Activity: Write the next part of the biography of actor Binu Pappu that follows, starting after its last sentence.

Selected excerpt:
--- START ---

Binu Pappu (born 13 December 1982), is an Indian actor and assistant director primarily working in the Malayalam movie industry. He is the son of legendary actor Kuthiravattam Pappu. He is mainly noted for his performances in the movies Helen, One, Operation Java and Bheemante Vazhi.

An experienced animator and entrepreneur, he ventured into acting with Saleem Baba's Gunda in 2014 and has worked with directors like Aashiq Abu, Mathukutty Xavier, Tharun Moorthy, Lal Jose, Johnpaul George, Rosshan Andrrews and Khalid Rahman. He has also worked as assistant director and chief associate director in nearly a dozen movies, including Mayaanadhi, Virus, and Halal Love Story. Before joining the movie industry, he worked as a 3D visualiser and creative supervisor for an architectural firm handling clients from across the world. 

Binu has also worked as a casting director for films like Guppy, Mayanadi, Virus, and Puzhu. A gearhead and an avid traveller, he is a member of KTM Jeepers, a Kerala-based organisation of off-roading enthusiasts. It holds events and camps to help charitable causes. Binu is inspired by the famous Walt Disney quote: "Animation can explain whatever the mind of man can conceive." He believes his background in animation has paved the way for his interest in cinema.

Early life and education 
Binu was born in Chennai to Padmini and actor Kuthiravattam Pappu. He moved to Calicut when he was around 4 years old and joined Presentation Higher Secondary School. He went on to study high school at Shri Gujarathi Vidyalaya Higher Secondary School. Binu showed an interest in drawing and painting since childhood and participated in school competitions.

--- END ---

Available data:
--- START ---

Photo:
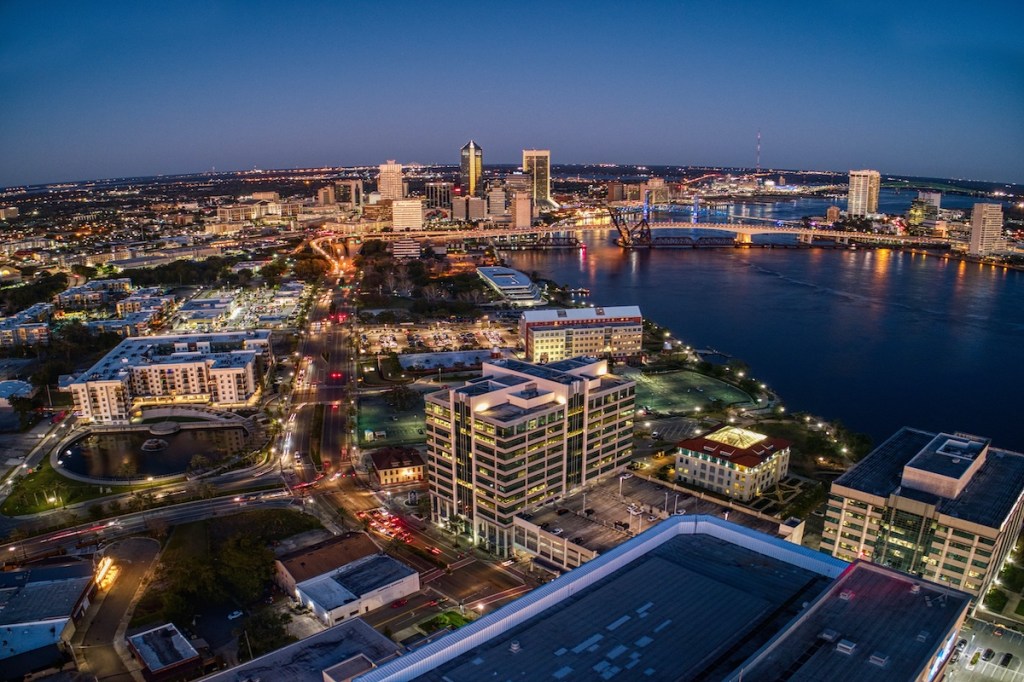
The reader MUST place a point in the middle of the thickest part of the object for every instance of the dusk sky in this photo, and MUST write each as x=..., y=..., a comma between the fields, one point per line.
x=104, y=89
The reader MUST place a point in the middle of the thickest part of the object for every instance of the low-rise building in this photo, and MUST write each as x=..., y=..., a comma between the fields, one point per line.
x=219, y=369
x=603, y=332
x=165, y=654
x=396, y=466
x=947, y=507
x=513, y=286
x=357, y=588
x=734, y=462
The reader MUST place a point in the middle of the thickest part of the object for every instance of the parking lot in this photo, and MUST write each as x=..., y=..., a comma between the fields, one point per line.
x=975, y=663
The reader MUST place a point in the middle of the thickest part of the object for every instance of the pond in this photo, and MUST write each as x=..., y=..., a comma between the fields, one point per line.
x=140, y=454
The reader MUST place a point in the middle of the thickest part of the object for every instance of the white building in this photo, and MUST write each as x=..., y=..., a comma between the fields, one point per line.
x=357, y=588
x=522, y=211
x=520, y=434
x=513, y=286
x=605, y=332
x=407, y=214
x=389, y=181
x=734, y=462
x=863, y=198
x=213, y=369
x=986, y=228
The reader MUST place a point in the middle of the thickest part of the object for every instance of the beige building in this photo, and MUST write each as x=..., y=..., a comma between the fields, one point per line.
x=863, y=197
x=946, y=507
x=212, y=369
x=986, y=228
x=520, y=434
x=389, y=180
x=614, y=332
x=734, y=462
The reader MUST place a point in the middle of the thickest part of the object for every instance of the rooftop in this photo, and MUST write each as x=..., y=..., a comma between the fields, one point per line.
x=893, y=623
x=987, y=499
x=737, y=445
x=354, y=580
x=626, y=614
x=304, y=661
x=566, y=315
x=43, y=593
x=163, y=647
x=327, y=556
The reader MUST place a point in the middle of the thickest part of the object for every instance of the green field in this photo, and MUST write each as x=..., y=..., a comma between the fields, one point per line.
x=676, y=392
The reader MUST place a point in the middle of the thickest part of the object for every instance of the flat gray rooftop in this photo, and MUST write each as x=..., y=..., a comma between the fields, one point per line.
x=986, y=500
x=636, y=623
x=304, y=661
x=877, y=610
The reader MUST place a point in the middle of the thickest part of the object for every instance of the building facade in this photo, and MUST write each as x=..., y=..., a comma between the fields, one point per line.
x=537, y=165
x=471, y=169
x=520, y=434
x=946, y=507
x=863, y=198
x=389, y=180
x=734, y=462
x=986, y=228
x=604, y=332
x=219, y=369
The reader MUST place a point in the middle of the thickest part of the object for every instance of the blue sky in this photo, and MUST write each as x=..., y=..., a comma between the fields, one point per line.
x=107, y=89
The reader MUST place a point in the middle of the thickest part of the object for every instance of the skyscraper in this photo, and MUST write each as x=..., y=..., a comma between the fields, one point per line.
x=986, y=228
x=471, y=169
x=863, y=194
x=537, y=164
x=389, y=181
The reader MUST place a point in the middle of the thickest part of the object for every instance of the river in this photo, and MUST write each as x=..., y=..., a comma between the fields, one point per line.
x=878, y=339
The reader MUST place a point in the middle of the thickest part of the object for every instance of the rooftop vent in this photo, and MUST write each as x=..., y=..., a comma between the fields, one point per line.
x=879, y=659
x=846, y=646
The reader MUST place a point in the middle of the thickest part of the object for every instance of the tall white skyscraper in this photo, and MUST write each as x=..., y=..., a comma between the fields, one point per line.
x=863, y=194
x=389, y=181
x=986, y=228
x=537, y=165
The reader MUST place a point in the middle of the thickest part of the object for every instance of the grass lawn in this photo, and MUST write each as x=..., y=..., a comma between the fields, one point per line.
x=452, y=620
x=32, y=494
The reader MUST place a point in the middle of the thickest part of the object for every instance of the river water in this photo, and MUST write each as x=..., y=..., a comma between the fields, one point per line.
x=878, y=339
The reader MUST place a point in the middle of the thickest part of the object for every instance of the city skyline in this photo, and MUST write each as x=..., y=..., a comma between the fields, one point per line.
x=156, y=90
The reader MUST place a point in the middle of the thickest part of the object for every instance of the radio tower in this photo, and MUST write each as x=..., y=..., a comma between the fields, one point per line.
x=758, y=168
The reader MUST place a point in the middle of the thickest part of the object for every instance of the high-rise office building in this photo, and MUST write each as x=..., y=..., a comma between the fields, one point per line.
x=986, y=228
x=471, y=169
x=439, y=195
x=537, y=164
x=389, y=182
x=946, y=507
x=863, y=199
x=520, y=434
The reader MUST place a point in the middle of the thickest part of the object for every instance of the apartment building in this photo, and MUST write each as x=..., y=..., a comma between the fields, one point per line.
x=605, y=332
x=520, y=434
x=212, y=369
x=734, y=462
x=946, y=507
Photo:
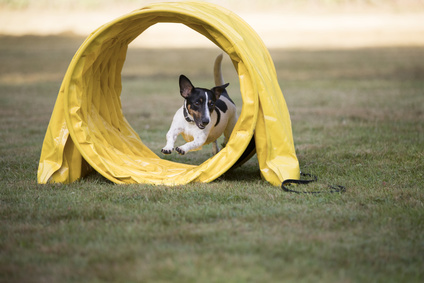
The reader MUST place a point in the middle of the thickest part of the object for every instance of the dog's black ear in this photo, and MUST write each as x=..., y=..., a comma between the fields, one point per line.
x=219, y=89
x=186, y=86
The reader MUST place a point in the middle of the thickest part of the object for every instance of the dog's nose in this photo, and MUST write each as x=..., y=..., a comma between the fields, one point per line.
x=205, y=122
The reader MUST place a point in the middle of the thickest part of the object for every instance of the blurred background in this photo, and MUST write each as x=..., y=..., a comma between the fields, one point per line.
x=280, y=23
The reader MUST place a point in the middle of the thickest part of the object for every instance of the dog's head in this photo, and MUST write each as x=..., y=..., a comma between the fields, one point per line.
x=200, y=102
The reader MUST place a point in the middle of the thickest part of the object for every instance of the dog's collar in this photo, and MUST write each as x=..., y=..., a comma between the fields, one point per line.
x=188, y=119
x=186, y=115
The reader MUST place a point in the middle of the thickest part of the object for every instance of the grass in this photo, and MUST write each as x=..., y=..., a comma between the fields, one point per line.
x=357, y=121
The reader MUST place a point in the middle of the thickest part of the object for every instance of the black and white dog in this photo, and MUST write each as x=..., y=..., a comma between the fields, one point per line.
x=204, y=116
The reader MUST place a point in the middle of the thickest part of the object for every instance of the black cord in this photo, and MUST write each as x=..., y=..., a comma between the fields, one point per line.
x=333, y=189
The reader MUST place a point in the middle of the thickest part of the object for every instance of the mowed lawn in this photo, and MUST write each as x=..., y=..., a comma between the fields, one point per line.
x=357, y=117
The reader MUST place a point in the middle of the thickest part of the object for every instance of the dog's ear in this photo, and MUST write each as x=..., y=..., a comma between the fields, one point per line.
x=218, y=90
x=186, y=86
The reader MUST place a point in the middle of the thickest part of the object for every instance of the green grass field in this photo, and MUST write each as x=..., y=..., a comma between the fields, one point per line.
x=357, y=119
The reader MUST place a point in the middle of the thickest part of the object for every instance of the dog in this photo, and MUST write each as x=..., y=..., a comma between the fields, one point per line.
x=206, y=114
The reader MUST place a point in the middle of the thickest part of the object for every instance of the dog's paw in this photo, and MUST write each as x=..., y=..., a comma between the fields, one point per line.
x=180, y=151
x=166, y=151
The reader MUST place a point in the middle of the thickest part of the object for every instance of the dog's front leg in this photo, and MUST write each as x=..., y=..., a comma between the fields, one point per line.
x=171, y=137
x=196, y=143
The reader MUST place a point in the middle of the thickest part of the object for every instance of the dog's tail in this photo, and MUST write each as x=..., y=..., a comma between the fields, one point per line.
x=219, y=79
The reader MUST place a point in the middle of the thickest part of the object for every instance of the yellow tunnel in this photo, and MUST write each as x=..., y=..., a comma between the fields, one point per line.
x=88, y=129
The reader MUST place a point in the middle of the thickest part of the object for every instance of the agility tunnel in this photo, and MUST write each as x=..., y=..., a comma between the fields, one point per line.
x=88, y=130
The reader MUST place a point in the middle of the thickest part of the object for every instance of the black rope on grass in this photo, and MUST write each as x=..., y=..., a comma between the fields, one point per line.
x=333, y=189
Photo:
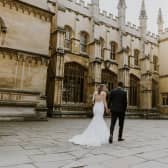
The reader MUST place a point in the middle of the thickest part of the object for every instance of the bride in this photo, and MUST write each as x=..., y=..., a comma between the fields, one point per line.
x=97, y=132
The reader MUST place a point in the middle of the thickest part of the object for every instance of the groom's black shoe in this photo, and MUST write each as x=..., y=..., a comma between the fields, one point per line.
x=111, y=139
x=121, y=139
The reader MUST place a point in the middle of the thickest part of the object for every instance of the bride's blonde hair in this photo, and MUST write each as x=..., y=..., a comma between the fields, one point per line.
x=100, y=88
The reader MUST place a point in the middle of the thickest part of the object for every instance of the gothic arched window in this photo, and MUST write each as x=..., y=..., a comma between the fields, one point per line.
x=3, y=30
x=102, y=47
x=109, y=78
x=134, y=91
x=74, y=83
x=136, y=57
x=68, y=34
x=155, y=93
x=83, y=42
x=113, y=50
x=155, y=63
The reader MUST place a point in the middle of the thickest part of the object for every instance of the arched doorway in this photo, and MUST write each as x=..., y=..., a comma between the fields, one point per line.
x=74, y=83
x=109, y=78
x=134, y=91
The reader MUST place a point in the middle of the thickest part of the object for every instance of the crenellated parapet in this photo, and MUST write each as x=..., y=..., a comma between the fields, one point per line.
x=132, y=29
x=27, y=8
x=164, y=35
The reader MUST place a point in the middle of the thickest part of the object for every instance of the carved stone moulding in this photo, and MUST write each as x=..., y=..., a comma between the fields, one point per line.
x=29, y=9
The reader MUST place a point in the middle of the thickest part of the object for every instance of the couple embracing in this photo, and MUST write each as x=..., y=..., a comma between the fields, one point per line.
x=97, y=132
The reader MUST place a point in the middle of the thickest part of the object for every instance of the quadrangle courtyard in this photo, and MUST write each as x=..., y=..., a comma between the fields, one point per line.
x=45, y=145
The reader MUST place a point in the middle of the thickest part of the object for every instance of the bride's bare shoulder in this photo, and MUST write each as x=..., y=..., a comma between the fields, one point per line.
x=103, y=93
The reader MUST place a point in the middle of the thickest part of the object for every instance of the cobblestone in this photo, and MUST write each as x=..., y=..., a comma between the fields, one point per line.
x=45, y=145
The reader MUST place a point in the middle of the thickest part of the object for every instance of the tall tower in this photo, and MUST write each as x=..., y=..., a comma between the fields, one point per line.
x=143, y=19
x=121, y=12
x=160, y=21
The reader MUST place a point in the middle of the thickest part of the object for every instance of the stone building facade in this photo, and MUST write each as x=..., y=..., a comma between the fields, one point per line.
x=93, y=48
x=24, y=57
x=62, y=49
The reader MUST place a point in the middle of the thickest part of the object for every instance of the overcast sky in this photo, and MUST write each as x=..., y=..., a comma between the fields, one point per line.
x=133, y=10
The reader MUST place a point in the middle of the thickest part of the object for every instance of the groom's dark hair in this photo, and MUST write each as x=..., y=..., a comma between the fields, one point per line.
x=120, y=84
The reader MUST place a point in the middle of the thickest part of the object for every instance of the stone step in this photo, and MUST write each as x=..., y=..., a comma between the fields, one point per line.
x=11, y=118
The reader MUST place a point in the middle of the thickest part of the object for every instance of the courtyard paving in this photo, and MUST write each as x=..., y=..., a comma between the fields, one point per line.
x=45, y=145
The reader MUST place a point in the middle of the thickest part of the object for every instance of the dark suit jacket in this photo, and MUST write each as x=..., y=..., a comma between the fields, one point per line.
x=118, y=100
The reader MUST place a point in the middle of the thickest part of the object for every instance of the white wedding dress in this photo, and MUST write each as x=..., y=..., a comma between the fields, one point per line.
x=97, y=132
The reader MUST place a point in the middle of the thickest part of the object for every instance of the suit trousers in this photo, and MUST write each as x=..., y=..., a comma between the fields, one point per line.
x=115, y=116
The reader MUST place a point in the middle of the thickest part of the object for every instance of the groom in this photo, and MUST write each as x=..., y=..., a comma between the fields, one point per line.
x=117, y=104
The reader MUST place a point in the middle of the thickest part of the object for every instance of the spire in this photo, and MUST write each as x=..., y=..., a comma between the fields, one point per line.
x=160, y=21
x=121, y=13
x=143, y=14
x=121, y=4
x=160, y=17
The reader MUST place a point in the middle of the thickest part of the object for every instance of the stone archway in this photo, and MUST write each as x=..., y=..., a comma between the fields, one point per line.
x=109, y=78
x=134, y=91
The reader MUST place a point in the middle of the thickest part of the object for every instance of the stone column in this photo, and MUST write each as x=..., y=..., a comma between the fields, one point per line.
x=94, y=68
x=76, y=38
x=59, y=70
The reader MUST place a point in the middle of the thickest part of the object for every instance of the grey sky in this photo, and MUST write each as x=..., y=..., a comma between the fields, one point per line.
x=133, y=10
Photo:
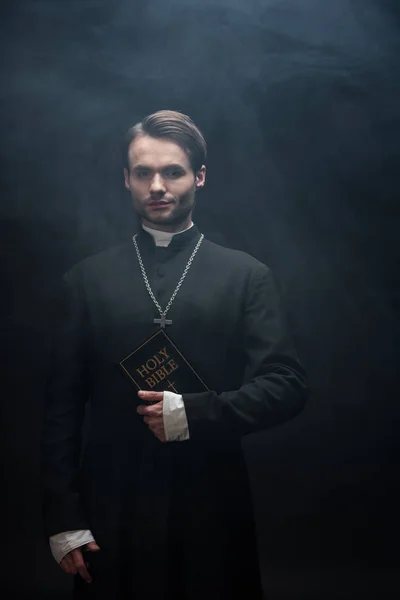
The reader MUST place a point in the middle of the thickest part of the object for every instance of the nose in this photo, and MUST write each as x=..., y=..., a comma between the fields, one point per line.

--- END ---

Written answer:
After studying pre-degree at Malabar Christian College, he briefly pursued a BA in History at Zamorin's Guruvayurappan College. In 2004, Binu left for Bengaluru and joined BA Animation at Maya Academy of Advanced Cinematics on a scholarship. He also briefly worked at the institute’s Koramangala centre as a faculty member before starting his own company, BlueGrass Studios, in 2006. After leaving the company due to internal issues, he freelanced for some time, before joining Khan Global Engineering Consultants Private Limited in 2007 as a 3D visualiser.

Despite the global recession, Binu achieved steady growth at Khan Global. He particularly enjoyed creating 3D walk-through videos and other cutting-edge technology in architectural visualisation. He stayed with Khan Global for the next decade, serving as team leader, assistant manager, and executive director of Fluid CGI, a digital studio he co-founded in 2014.

Career

Actor 
Though his father was an actor, Binu never planned on entering the movie industry. His debut role was in 2014 in Gunda, directed by Salim Baba, where he was cast alongside Kalabhavan Mani and Tini Tom. It was his acquaintance with director Aashiq Abu that got Binu his more notable roles in Aashiq’s next two movies that year—Gangster and Rani Padmini. He did Puthan Panam in 2016 and Sakhavu in 2017 and Kala Viplavam Pranayam in 2018, a role that was critically acclaimed.

The year 2019 was pivotal in Binu’s acting career. He was appreciated for his powerful, albeit brief role in Lucifer. Then came Virus, Ambili, and Helen, all career hits. After a small role in Halal Love Story in 2020, in 2021 Binu acted in the crime thriller Operation Java, where he played Joy Pulimoottil. His role in Mammootty-strarrer One was also noted.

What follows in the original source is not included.